Enunciado escrito 1:
Copie do acórdão o trecho que começa em "Acórdãos TCAS" e termina em "FUNDAMENTAÇÃO. AVALIAÇÃO. PRESSUPOSTOS.".
Enunciado escrito 2:
Enumere todos os descritores que o acórdão indica.
==== Excerto citado
Acórdãos TCAS

Acórdão do Tribunal Central Administrativo Sul
Processo:06135/12
Secção:CT - 2.º JUÍZO
Data do Acordão:04/23/2013
Relator:EUGÉNIO SEQUEIRA
Descritores: IMPUGNAÇÃO JUDICIAL. NOTIFICAÇÃO. FUNDAMENTAÇÃO. AVALIAÇÃO. PRESSUPOSTOS.
Sumário:Doutrina que dimana da decisão:
1. A falta de remessa dos elementos que enformaram o acto da 1.ª avaliação aquando da respectiva notificação ao sujeito passivo, não constitui vício que afecte a legalidade desse anterior acto, já que a notificação enquanto comunicação desse acto, lhe é exterior e posterior;
2. A transmissão onerosa de metade indivisa do direito de propriedade sobre prédio urbano, depois da entrada em vigor do CIMI, obrigava à entrega da competente declaração para efeitos de inscrição/actualização da respectiva matriz;
3. Por força da entrega de tal declaração, habilitado ficava o chefe de finanças para proceder à avaliação de tal prédio e na sua totalidade, já que a lei não regula a avaliação de metade ou outras percentagens indivisas do direito de propriedade sobre tais prédios.


O Relator
Aditamento:
1
Decisão Texto Integral:Acordam, em Conferência, na Secção de Contencioso Tributário (2.ª Secção) do Tribunal Central Administrativo Sul:


A. O Relatório.
========
==== Entradas de dados
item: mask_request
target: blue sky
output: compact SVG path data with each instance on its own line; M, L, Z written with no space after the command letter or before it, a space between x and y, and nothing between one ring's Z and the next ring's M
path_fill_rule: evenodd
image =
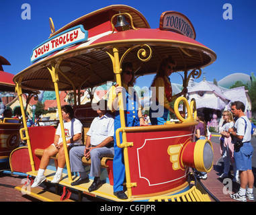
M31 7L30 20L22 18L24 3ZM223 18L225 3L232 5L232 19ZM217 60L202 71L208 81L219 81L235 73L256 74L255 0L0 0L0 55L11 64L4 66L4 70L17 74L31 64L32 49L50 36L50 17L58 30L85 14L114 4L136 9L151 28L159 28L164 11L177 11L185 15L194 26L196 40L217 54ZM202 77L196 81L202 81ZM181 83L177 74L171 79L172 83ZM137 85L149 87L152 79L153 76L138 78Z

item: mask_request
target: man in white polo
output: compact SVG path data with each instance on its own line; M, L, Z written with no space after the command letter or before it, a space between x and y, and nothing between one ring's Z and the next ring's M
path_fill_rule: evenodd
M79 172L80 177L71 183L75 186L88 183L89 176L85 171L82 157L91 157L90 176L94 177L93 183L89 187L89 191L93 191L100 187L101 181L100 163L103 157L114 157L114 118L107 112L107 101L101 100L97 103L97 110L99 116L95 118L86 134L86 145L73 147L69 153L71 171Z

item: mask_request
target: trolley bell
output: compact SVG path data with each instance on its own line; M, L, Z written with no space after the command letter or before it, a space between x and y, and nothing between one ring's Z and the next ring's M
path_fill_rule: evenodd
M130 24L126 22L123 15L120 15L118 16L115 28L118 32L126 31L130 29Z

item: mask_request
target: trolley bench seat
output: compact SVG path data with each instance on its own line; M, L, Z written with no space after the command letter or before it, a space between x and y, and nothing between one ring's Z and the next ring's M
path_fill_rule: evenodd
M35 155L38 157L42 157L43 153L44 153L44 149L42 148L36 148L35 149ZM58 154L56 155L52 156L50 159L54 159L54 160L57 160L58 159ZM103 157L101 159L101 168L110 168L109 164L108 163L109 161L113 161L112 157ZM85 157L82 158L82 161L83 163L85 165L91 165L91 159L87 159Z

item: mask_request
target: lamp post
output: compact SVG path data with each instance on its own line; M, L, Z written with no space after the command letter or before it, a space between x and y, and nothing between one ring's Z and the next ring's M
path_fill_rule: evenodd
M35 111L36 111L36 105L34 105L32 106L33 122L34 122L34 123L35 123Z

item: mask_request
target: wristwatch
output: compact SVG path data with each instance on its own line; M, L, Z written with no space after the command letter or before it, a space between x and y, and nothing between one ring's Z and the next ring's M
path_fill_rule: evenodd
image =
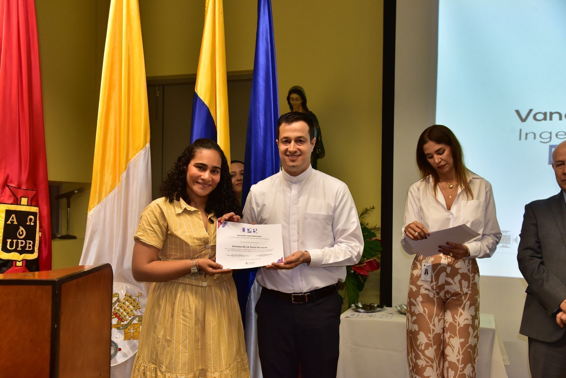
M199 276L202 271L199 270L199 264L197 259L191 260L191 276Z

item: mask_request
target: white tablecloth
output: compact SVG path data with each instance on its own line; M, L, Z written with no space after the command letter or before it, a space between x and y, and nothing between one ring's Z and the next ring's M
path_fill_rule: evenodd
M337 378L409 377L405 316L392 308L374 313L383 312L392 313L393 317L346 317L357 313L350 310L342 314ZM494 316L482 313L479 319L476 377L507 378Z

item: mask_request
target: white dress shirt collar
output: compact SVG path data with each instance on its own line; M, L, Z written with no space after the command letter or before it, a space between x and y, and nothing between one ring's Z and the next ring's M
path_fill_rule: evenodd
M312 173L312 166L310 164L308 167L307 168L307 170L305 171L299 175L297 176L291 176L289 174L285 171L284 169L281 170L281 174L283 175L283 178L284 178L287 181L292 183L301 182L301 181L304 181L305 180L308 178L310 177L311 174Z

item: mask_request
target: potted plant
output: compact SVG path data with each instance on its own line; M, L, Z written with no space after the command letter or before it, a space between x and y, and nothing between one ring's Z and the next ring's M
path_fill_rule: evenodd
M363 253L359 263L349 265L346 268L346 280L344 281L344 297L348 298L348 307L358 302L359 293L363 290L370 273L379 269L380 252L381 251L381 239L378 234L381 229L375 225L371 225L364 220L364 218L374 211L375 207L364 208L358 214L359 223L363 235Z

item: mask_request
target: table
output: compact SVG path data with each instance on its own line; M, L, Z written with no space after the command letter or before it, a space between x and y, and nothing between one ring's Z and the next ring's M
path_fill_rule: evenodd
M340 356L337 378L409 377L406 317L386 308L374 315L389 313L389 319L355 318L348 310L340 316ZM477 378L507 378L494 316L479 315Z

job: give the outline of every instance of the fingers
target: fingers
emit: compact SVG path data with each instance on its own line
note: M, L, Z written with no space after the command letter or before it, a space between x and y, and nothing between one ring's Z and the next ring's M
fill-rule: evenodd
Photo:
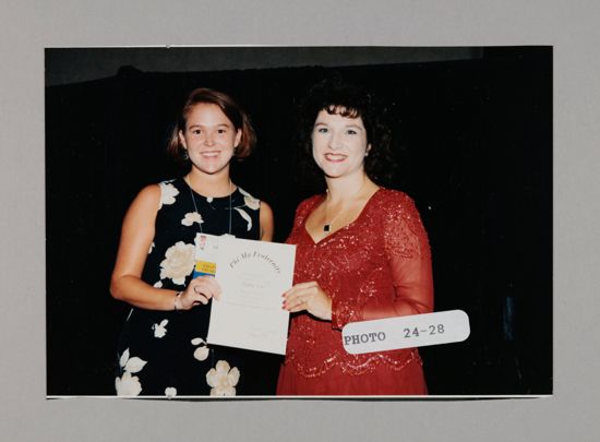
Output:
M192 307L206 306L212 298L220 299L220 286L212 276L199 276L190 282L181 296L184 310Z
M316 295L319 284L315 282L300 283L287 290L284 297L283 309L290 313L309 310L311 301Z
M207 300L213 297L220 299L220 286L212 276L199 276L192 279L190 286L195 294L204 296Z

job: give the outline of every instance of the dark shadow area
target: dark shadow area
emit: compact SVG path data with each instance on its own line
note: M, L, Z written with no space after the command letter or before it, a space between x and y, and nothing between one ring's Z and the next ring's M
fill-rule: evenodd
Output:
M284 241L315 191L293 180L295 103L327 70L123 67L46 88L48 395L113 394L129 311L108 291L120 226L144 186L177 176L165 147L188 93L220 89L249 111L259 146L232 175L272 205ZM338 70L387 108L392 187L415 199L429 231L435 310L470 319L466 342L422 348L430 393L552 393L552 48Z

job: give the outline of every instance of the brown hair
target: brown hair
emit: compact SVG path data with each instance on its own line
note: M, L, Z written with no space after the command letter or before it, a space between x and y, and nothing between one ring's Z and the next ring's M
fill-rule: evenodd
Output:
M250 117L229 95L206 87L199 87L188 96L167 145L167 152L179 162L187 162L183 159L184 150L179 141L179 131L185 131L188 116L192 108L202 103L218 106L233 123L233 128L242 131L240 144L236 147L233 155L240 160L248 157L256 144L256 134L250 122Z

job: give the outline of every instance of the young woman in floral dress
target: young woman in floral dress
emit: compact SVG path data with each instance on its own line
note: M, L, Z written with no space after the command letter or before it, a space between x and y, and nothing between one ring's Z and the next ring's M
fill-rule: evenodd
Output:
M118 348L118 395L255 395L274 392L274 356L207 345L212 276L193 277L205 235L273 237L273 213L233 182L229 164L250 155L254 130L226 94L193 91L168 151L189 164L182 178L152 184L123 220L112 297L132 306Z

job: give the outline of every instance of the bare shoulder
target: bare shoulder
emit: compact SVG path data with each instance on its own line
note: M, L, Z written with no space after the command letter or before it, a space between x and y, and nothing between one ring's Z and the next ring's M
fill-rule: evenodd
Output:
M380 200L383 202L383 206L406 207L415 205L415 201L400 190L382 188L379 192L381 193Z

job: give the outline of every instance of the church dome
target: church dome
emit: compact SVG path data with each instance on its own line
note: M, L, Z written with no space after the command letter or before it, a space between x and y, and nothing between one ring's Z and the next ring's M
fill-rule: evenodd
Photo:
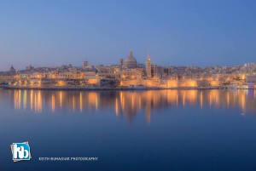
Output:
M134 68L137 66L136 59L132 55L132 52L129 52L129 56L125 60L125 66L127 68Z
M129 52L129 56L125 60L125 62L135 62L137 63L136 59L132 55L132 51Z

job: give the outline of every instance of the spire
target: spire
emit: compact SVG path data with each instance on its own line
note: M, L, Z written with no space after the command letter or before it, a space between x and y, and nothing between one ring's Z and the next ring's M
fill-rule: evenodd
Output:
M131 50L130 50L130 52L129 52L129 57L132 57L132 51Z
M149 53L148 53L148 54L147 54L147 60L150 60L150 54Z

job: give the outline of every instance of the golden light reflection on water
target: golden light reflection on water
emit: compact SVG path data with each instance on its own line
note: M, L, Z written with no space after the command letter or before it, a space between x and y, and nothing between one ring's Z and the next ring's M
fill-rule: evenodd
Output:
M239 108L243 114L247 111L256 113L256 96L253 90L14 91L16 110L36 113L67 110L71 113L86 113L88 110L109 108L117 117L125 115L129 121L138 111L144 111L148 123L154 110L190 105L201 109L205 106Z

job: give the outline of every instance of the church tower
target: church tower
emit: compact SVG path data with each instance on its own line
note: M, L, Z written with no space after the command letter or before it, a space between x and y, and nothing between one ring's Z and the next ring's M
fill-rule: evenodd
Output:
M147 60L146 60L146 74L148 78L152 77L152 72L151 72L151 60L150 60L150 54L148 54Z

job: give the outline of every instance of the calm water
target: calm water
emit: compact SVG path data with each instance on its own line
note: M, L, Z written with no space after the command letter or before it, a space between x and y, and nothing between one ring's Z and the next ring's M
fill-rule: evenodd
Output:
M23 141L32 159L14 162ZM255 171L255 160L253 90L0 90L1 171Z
========
==== Entradas de dados
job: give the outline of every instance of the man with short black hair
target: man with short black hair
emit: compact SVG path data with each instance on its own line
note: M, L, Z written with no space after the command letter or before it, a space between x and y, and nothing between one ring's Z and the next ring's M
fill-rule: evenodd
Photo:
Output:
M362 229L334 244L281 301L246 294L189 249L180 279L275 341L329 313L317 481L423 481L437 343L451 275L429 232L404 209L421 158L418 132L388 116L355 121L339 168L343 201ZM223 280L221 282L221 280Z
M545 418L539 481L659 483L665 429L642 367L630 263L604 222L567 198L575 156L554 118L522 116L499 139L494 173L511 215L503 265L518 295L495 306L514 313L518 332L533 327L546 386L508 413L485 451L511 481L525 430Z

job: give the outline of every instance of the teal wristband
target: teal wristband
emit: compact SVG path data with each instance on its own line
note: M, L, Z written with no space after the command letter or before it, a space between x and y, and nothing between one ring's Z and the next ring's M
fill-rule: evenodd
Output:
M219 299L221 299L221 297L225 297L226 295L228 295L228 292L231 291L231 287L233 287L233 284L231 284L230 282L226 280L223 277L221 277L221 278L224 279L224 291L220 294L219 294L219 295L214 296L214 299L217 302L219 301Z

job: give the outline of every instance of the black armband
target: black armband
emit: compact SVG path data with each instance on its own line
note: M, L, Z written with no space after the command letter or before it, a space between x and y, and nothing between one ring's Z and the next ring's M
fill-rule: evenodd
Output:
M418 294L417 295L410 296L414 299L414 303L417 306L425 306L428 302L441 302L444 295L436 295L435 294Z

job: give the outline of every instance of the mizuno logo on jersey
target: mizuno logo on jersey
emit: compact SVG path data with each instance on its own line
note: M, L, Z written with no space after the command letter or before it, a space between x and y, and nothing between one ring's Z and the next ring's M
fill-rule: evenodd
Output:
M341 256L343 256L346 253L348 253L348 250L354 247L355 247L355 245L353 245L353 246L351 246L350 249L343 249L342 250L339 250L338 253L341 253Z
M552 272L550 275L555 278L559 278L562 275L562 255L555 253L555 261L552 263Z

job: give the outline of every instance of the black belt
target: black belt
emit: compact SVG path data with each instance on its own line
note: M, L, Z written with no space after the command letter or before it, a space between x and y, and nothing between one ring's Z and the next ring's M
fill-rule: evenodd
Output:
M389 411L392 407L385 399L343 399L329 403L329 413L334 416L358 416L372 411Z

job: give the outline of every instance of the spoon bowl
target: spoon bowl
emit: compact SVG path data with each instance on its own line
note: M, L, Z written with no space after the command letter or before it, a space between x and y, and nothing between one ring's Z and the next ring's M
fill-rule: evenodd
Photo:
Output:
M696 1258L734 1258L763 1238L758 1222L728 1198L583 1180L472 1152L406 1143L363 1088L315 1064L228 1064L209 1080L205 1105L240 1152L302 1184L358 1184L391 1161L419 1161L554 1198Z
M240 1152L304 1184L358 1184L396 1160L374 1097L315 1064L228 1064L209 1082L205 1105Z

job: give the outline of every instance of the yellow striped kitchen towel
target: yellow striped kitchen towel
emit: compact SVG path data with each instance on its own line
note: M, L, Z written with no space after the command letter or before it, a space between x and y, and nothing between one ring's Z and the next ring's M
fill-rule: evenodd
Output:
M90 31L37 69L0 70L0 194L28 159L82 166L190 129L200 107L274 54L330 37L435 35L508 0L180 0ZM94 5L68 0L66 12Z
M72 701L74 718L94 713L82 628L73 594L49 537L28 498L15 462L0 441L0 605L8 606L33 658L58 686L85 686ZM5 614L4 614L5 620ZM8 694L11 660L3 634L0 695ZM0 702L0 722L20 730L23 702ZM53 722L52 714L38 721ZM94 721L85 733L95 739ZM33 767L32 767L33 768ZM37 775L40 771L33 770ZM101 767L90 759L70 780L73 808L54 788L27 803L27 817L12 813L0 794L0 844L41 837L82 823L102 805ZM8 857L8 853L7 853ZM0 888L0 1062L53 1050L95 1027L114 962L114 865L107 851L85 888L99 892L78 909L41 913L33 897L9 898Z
========
Resposta completa 1:
Acórdãos TCAS

Acórdão do Tribunal Central Administrativo Sul
Processo:06135/12
Secção:CT - 2.º JUÍZO
Data do Acordão:04/23/2013
Relator:EUGÉNIO SEQUEIRA
Descritores: IMPUGNAÇÃO JUDICIAL. NOTIFICAÇÃO. FUNDAMENTAÇÃO. AVALIAÇÃO. PRESSUPOSTOS.

Resposta completa 2:
IMPUGNAÇÃO JUDICIAL
NOTIFICAÇÃO
FUNDAMENTAÇÃO
AVALIAÇÃO
PRESSUPOSTOS